## EXCERPTED PASSAGE
Patience, of course, is the virtue we all love to hate.  We all know we need it, but we sure as heck don’t want to ask God to give it to us.  And yet, perhaps some of that reluctance is due to the fact that we don’t really understand what patience is.

Patience—> Happiness

Psychologists refer to patience as the ability to delay gratification and we know from research that this ability is essential for a happy life.  In his famous Stanford Marshmallow Experiments, psychologist Walter Mischel studied a group of kindergartners.  He placed a marshmallow in front of each kid in his study and told them they could eat this marshmallow now or, if they could refrain from eating that marshmallow for 15 minutes while he stepped out of the room, they could have 2 marshmallows when he came back.   He recorded their responses and then continued to check in with his participants periodically into adulthood.  He found that the kids who were able to patiently wait for the second marshmallow, in high school, had better academic success and better SAT scores than the kids who ate the marshmallow right away.  As they entered adulthood, the kids who were able to patiently wait for the second marshmallow had lower incidence of addictions and obesity, and reported higher scores on multiple measures of life and relationship satisfaction.

The ability to practice patience is key to living a happy life.

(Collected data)

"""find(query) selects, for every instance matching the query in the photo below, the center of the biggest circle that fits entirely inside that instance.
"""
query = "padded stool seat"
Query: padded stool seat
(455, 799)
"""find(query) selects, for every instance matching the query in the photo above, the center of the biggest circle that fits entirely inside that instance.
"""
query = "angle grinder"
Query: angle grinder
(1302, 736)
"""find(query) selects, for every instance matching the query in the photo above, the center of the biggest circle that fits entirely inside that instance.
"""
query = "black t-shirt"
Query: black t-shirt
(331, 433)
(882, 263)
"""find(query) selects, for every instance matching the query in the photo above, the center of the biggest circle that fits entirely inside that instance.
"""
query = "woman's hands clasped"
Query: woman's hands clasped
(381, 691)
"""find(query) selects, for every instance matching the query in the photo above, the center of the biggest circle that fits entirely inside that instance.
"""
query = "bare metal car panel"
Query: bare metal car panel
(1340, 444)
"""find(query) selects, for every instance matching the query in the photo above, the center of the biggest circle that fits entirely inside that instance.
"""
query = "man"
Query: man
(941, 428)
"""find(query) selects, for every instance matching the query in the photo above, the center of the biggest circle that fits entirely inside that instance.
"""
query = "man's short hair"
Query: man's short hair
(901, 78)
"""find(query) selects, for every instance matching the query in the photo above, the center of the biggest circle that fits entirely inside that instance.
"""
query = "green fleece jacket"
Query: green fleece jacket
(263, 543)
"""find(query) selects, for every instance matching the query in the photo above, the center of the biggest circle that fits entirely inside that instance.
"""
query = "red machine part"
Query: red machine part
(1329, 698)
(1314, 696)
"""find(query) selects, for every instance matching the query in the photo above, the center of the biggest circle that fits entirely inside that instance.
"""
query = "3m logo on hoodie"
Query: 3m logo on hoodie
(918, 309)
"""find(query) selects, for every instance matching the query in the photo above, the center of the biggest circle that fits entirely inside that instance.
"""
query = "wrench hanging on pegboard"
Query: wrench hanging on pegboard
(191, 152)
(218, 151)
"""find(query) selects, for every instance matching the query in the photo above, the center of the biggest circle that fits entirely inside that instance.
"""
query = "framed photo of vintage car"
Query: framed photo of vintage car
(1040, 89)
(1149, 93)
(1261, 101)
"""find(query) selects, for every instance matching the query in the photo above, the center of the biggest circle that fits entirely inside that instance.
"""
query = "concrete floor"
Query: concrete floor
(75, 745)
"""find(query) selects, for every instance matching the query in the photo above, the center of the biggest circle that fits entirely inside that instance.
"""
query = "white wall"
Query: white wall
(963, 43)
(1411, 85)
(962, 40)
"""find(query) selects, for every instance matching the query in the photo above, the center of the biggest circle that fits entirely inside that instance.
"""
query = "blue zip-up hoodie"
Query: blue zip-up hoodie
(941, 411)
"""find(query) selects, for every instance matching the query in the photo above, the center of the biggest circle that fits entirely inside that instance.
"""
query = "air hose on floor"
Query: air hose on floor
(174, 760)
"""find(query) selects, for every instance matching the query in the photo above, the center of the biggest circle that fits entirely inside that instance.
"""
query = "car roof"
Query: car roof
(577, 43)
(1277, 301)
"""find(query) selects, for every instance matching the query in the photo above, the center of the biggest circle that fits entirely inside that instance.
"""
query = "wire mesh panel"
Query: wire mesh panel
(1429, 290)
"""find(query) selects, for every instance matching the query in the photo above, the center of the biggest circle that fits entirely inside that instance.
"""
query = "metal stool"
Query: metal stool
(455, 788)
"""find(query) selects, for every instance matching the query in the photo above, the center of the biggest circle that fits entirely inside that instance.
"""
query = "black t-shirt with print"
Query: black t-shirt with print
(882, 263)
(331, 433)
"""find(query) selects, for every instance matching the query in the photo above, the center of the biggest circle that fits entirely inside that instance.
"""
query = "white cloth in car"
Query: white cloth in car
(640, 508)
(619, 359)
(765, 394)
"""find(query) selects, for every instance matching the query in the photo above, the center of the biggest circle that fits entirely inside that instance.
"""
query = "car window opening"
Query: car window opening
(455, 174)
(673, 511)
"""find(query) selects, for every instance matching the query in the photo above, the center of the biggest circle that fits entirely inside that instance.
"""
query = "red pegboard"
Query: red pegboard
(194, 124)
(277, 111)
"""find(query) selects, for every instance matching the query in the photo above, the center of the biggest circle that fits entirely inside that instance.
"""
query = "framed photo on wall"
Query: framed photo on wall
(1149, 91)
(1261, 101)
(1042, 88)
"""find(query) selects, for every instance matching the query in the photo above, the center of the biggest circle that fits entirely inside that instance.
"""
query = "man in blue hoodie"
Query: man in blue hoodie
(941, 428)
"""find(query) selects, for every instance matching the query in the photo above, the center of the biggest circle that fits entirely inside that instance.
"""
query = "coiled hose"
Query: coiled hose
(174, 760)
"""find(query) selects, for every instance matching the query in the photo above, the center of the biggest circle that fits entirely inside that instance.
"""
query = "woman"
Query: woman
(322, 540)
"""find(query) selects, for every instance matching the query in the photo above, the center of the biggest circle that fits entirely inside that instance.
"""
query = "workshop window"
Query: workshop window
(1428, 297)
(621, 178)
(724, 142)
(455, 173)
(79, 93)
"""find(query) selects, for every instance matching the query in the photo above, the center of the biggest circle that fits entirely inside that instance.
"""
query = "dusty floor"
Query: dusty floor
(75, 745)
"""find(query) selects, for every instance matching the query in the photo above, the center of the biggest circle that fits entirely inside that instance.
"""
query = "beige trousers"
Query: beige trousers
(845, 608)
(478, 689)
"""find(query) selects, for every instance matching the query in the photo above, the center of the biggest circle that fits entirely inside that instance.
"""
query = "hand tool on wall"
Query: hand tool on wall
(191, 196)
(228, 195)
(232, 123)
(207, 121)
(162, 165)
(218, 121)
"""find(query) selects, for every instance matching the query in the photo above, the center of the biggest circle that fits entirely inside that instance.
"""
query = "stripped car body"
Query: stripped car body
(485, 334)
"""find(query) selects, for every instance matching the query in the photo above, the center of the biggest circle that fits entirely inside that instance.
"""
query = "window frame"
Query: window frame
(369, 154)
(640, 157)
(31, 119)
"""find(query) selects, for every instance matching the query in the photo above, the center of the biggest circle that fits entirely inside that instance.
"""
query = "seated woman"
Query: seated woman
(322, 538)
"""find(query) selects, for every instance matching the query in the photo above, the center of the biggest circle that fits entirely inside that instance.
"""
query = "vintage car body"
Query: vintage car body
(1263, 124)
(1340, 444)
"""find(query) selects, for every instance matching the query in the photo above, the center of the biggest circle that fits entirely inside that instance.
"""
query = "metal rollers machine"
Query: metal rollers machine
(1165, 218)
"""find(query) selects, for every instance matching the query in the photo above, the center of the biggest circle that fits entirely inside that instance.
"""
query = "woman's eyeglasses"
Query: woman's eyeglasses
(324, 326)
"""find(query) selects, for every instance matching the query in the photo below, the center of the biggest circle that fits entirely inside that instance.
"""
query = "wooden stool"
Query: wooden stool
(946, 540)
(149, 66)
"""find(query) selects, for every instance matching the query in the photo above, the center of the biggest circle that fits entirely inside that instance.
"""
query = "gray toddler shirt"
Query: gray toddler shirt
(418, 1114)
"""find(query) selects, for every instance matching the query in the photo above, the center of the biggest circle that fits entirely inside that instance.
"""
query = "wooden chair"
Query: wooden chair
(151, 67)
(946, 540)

## WORK ORDER 1
Which advantages does the passage on patience report for the kids who waited for the second marshmallow? List every one.
## WORK ORDER 2
Repeat the passage on patience word for word, starting at "Patience, of course, is" and ending at "what patience is.".
## WORK ORDER 3
In the passage on patience, how long did the kindergartners have to hold off eating the marshmallow to earn a second one?

## PROBLEM SOLUTION 1
- Better academic success in high school
- Better SAT scores
- Lower incidence of addictions
- Lower incidence of obesity
- Higher scores on multiple measures of life and relationship satisfaction

## PROBLEM SOLUTION 2
Patience, of course, is the virtue we all love to hate.  We all know we need it, but we sure as heck don’t want to ask God to give it to us.  And yet, perhaps some of that reluctance is due to the fact that we don’t really understand what patience is.

## PROBLEM SOLUTION 3
15 minutes.